Begin at the line containing "Subject = bridge arch" in the entries below and end at the line containing "Subject = bridge pier"; transcribe that range exactly and nothing outside it.

═════ DATA TO PROCESS

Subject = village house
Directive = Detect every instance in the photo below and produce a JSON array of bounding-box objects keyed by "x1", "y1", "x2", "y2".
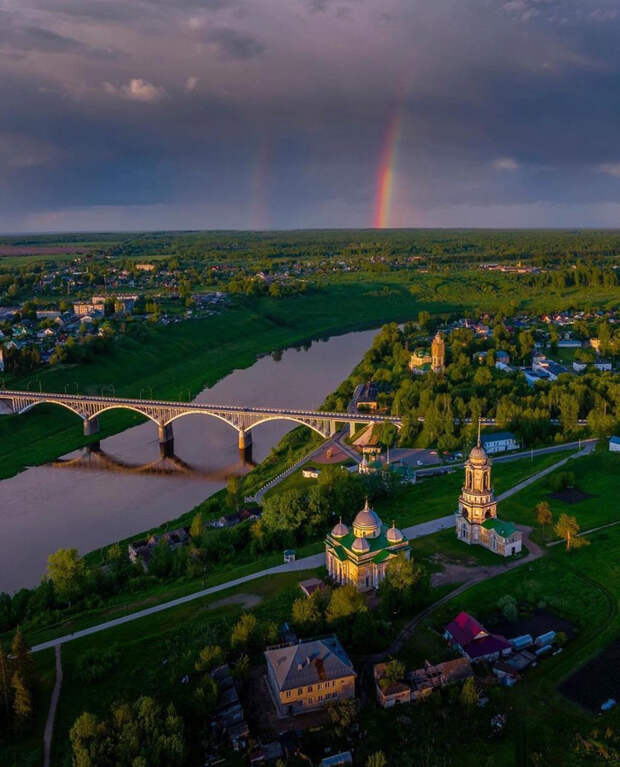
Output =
[
  {"x1": 127, "y1": 527, "x2": 190, "y2": 569},
  {"x1": 355, "y1": 381, "x2": 379, "y2": 410},
  {"x1": 444, "y1": 612, "x2": 511, "y2": 664},
  {"x1": 264, "y1": 635, "x2": 356, "y2": 716},
  {"x1": 480, "y1": 431, "x2": 519, "y2": 454},
  {"x1": 374, "y1": 657, "x2": 472, "y2": 707}
]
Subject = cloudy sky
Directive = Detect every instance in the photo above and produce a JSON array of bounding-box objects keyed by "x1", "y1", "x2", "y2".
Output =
[{"x1": 1, "y1": 0, "x2": 620, "y2": 231}]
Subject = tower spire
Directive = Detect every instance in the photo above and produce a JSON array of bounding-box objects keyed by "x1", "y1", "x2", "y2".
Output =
[{"x1": 477, "y1": 417, "x2": 481, "y2": 448}]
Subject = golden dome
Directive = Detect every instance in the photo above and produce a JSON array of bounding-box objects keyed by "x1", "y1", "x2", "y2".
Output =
[
  {"x1": 352, "y1": 536, "x2": 371, "y2": 553},
  {"x1": 352, "y1": 499, "x2": 382, "y2": 539},
  {"x1": 331, "y1": 518, "x2": 349, "y2": 539},
  {"x1": 386, "y1": 522, "x2": 404, "y2": 544},
  {"x1": 468, "y1": 444, "x2": 488, "y2": 466}
]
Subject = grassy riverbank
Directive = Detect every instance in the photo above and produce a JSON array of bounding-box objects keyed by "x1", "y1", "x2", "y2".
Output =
[{"x1": 0, "y1": 283, "x2": 450, "y2": 480}]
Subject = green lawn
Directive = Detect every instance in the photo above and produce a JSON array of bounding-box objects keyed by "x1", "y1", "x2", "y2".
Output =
[
  {"x1": 410, "y1": 527, "x2": 527, "y2": 570},
  {"x1": 500, "y1": 450, "x2": 620, "y2": 535}
]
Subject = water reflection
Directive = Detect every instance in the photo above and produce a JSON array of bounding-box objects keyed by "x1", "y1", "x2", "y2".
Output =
[{"x1": 51, "y1": 443, "x2": 255, "y2": 480}]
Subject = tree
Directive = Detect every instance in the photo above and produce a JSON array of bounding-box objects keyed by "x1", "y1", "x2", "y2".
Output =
[
  {"x1": 233, "y1": 653, "x2": 250, "y2": 680},
  {"x1": 327, "y1": 697, "x2": 357, "y2": 735},
  {"x1": 226, "y1": 476, "x2": 244, "y2": 513},
  {"x1": 0, "y1": 644, "x2": 11, "y2": 720},
  {"x1": 292, "y1": 595, "x2": 322, "y2": 633},
  {"x1": 535, "y1": 501, "x2": 553, "y2": 540},
  {"x1": 230, "y1": 613, "x2": 259, "y2": 651},
  {"x1": 554, "y1": 514, "x2": 589, "y2": 551},
  {"x1": 379, "y1": 659, "x2": 405, "y2": 690},
  {"x1": 326, "y1": 585, "x2": 367, "y2": 625},
  {"x1": 11, "y1": 627, "x2": 34, "y2": 687},
  {"x1": 11, "y1": 671, "x2": 32, "y2": 725},
  {"x1": 366, "y1": 752, "x2": 388, "y2": 767},
  {"x1": 380, "y1": 554, "x2": 424, "y2": 614},
  {"x1": 460, "y1": 676, "x2": 477, "y2": 710},
  {"x1": 193, "y1": 674, "x2": 218, "y2": 715},
  {"x1": 189, "y1": 512, "x2": 203, "y2": 542},
  {"x1": 46, "y1": 548, "x2": 85, "y2": 603},
  {"x1": 497, "y1": 594, "x2": 518, "y2": 622},
  {"x1": 195, "y1": 645, "x2": 225, "y2": 672}
]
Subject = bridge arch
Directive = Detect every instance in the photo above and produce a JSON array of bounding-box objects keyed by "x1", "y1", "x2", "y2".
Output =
[
  {"x1": 162, "y1": 409, "x2": 330, "y2": 438},
  {"x1": 17, "y1": 398, "x2": 87, "y2": 421},
  {"x1": 242, "y1": 414, "x2": 330, "y2": 438},
  {"x1": 89, "y1": 404, "x2": 160, "y2": 424}
]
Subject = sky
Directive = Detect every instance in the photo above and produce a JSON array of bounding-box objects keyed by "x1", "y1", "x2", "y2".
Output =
[{"x1": 1, "y1": 0, "x2": 620, "y2": 232}]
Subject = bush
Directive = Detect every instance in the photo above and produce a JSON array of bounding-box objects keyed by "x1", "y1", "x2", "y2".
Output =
[{"x1": 75, "y1": 645, "x2": 120, "y2": 683}]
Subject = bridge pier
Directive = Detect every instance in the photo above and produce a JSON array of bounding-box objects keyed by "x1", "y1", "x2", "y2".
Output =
[
  {"x1": 329, "y1": 420, "x2": 337, "y2": 437},
  {"x1": 349, "y1": 422, "x2": 358, "y2": 437},
  {"x1": 238, "y1": 429, "x2": 252, "y2": 451},
  {"x1": 83, "y1": 416, "x2": 100, "y2": 437},
  {"x1": 158, "y1": 423, "x2": 174, "y2": 456}
]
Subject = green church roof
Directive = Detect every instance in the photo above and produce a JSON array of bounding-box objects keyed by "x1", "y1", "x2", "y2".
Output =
[{"x1": 482, "y1": 518, "x2": 517, "y2": 538}]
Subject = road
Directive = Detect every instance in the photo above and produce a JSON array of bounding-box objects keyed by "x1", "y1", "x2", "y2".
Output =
[
  {"x1": 43, "y1": 645, "x2": 62, "y2": 767},
  {"x1": 31, "y1": 444, "x2": 592, "y2": 655}
]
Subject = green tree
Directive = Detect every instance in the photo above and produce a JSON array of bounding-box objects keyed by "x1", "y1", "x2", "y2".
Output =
[
  {"x1": 226, "y1": 476, "x2": 244, "y2": 513},
  {"x1": 189, "y1": 512, "x2": 203, "y2": 542},
  {"x1": 497, "y1": 594, "x2": 518, "y2": 622},
  {"x1": 291, "y1": 595, "x2": 322, "y2": 633},
  {"x1": 554, "y1": 514, "x2": 589, "y2": 551},
  {"x1": 535, "y1": 501, "x2": 553, "y2": 540},
  {"x1": 366, "y1": 752, "x2": 388, "y2": 767},
  {"x1": 11, "y1": 627, "x2": 34, "y2": 687},
  {"x1": 0, "y1": 643, "x2": 11, "y2": 720},
  {"x1": 326, "y1": 585, "x2": 367, "y2": 625},
  {"x1": 379, "y1": 659, "x2": 405, "y2": 691},
  {"x1": 195, "y1": 645, "x2": 225, "y2": 672},
  {"x1": 11, "y1": 671, "x2": 32, "y2": 725},
  {"x1": 327, "y1": 697, "x2": 357, "y2": 735},
  {"x1": 230, "y1": 613, "x2": 259, "y2": 651},
  {"x1": 46, "y1": 548, "x2": 85, "y2": 603},
  {"x1": 460, "y1": 676, "x2": 477, "y2": 710}
]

══════════

• TASK ANSWER
Subject = bridge arch
Directive = Detect every instance in the photo above and produce a JSON array of bounding-box objects keyed by "x1", "y1", "x2", "y2".
Output =
[
  {"x1": 162, "y1": 409, "x2": 330, "y2": 438},
  {"x1": 17, "y1": 398, "x2": 87, "y2": 421},
  {"x1": 242, "y1": 414, "x2": 330, "y2": 438},
  {"x1": 89, "y1": 404, "x2": 160, "y2": 424}
]
Subject = sky
Directive = Detect every instance in the photo above and produce a JSON array of bounding-box objects keyed by "x1", "y1", "x2", "y2".
Output =
[{"x1": 1, "y1": 0, "x2": 620, "y2": 232}]
Subject = bush
Directive = Detect every instance in the photo above and produce a JSON array of bounding-box objects keyed by "x1", "y1", "x2", "y2".
Output =
[{"x1": 75, "y1": 645, "x2": 120, "y2": 683}]
Subject = bridge pier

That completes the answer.